- **Passage shown**:
In addition to the changes listed above, the internal zipCheck() function returns a message from clean() if zip codes are detected that do not correspond to provided state of residence for >10% of a file and/or >100 registrations.

issueCheck {#issuecheck}

The issueCheck() function assesses the validity of the issue_date field based on the current hunting season's HIP issuance start and end dates (not season open and close dates) for every state except Mississippi. A plot is automatically returned for past and future registrations; to skip plotting, specify plot = F.

current_data <- issueCheck(clean_data, year = 2024, plot = F)

current_data <- clean_data

Criteria evaluated and changes made:

Current record: a record's issue_date falls between the start and end dates of HIP issuance for its state; if not already, change registration_yr to current season.
Past record: a record's issue_date is before the start date of HIP issuance for its state; these records are filtered out.
Future record: a record has an issue_date after the last day of hunting for its state; the registration_yr is changed to registration_yr + 1.

- **Work to complete**:
1 - According to the passage on the issueCheck() function, which state is not covered by its check of the issue_date field?
2 - Continue the passage on the issueCheck() function from its last line.

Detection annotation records
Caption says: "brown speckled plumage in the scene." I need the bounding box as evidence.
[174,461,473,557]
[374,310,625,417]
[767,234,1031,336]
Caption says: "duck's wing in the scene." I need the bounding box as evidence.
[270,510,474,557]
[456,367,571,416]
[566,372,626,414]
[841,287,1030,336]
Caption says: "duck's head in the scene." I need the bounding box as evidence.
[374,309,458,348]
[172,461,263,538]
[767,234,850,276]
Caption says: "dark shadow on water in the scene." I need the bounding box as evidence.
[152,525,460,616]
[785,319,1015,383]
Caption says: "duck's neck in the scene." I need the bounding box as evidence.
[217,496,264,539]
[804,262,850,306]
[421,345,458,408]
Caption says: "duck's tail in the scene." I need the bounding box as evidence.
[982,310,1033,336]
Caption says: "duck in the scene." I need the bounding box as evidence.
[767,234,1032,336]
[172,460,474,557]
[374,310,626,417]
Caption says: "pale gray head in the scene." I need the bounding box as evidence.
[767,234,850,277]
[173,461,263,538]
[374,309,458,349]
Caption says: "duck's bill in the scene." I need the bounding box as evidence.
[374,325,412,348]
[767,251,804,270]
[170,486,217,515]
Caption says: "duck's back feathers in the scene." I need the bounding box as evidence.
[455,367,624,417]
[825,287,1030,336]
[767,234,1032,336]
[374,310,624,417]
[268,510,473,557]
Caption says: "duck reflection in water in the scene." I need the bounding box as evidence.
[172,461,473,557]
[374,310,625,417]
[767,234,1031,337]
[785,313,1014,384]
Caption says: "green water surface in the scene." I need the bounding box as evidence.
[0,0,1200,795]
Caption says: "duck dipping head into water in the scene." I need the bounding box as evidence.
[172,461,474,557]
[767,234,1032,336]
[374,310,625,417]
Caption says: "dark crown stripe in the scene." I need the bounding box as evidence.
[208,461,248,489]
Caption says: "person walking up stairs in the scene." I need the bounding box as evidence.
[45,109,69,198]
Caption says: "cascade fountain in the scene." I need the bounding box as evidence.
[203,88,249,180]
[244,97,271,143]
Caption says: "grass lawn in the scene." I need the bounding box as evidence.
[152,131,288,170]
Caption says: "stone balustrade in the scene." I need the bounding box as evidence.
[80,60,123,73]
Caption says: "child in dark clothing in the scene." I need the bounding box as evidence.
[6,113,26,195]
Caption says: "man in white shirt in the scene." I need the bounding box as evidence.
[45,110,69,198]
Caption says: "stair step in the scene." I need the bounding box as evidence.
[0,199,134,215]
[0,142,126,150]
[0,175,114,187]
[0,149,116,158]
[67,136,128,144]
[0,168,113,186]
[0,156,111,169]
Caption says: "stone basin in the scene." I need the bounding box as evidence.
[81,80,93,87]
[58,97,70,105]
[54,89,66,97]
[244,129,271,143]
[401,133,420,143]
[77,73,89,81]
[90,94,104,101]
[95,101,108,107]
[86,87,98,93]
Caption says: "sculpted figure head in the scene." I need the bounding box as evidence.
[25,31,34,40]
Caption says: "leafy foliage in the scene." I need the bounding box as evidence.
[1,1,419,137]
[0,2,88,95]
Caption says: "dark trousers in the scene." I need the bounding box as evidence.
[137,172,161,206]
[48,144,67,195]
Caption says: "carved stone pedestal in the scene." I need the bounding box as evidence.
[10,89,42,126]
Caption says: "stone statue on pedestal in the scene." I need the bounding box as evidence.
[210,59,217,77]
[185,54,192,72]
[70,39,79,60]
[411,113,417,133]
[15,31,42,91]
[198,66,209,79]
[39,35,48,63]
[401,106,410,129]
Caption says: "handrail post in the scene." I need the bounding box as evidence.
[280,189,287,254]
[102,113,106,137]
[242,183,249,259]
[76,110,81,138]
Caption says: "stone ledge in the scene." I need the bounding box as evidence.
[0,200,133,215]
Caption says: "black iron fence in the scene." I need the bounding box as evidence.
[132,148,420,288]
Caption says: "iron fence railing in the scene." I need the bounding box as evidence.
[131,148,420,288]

- **Per-task answers**:
1 - Mississippi

2 -
Bad issue_date: a record's issue_date cannot be evaluated, likely because it's formatted incorrectly or equals "00/00/0000"; these records are filtered out.
Return message if any record's issue_date is after the file was submitted.

duplicateFinder {#duplicatefinder}

The duplicateFinder() function finds hunters that have more than one registration. Registrations are grouped by firstname, lastname, state, birth_date, dl_state, and registration_yr to identify unique hunters. If the same hunter has 2 or more registrations, the fields that are not identical are counted and summarized.

Plot the duplicates with duplicatePlot.

duplicateFinder(current_data)

duplicateFix {#duplicatefix}

We sometimes receive multiple HIP registrations per person which must be resolved by duplicateFix(). Duplicates are identified when more than one registration has the same firstname, lastname, state, birth_date, dl_state, and registration_yr. Only 1 HIP registration per hunter can be kept. For in-line permit states (r unique(migbirdHIP:::REF_PMT_INLINE$dl_state)), permit records are submitted separately from HIP registrations. Multiple permits are allowed. We differentiate HIP and PMT records from in-line permit states, we check the values in the non-permit species fields (ducks_bag, geese_bag, dove_bag, woodcock_bag, coots_snipe, rails_gallinules). HIP registrations contain non-zero values in those columns, but permit records always have 0 values.

deduplicated_data <- duplicateFix(current_data)

To decide which HIP registration to keep from a group, we follow a series of logic.

For sea duck and brant states:

These states include: r paste0(migbirdHIP:::REF_STATES_SD_BR, collapse = ", ")

Keep registration(s) with the most recent issue date.
Exclude registrations with all 1s or all 0s in bag columns from consideration.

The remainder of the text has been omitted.